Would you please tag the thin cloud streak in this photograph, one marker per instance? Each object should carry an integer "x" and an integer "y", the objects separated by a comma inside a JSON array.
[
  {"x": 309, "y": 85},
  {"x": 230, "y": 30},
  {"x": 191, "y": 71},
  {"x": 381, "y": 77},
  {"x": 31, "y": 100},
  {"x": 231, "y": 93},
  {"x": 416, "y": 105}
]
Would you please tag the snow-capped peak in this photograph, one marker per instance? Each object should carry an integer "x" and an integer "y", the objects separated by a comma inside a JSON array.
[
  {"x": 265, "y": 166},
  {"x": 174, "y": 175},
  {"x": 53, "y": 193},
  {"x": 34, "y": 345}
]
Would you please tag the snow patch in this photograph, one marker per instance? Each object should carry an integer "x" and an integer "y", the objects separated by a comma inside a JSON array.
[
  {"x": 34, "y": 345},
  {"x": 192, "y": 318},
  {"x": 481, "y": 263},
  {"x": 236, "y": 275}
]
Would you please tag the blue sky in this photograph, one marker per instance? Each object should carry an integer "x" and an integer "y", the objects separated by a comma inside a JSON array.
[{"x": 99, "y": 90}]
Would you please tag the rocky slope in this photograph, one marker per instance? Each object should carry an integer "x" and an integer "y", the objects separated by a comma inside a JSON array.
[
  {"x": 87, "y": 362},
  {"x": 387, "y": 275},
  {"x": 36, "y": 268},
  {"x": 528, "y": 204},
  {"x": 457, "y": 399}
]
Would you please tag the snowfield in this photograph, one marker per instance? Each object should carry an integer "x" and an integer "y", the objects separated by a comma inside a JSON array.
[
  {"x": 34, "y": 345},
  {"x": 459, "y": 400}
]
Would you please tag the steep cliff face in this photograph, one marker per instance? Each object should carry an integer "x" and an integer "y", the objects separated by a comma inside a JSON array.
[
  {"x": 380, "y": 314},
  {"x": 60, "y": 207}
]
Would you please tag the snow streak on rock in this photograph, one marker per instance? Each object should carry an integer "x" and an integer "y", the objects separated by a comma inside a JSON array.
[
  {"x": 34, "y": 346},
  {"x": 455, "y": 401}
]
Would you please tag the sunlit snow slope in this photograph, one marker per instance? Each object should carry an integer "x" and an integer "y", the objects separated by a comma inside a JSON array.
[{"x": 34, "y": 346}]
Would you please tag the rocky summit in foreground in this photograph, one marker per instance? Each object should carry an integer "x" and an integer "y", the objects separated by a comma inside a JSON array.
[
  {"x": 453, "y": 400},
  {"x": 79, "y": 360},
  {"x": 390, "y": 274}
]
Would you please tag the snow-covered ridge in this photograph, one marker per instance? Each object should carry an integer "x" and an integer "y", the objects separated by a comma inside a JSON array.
____________________
WHAT NEEDS TO BE DONE
Reproduce the lines starting at the one containing "Would you please tag the rocky summit" and ending with the final line of the material, requests included. Scale every coordinate in the answers by 1.75, rounding to whole numbers with halves going up.

FULL OUTPUT
Would you please tag the rocky summit in foreground in this photograph, one marker per instance? Each object should carry an integer "x" and an integer "y", the objects separated by a comma inside a JSON array.
[
  {"x": 793, "y": 700},
  {"x": 138, "y": 630},
  {"x": 683, "y": 480}
]
Would you please tag the snow-covered ridge in this photograph, one marker per instance? Each object should carry an integer "x" and an integer "y", the objects separated by a comma inside a JSON array.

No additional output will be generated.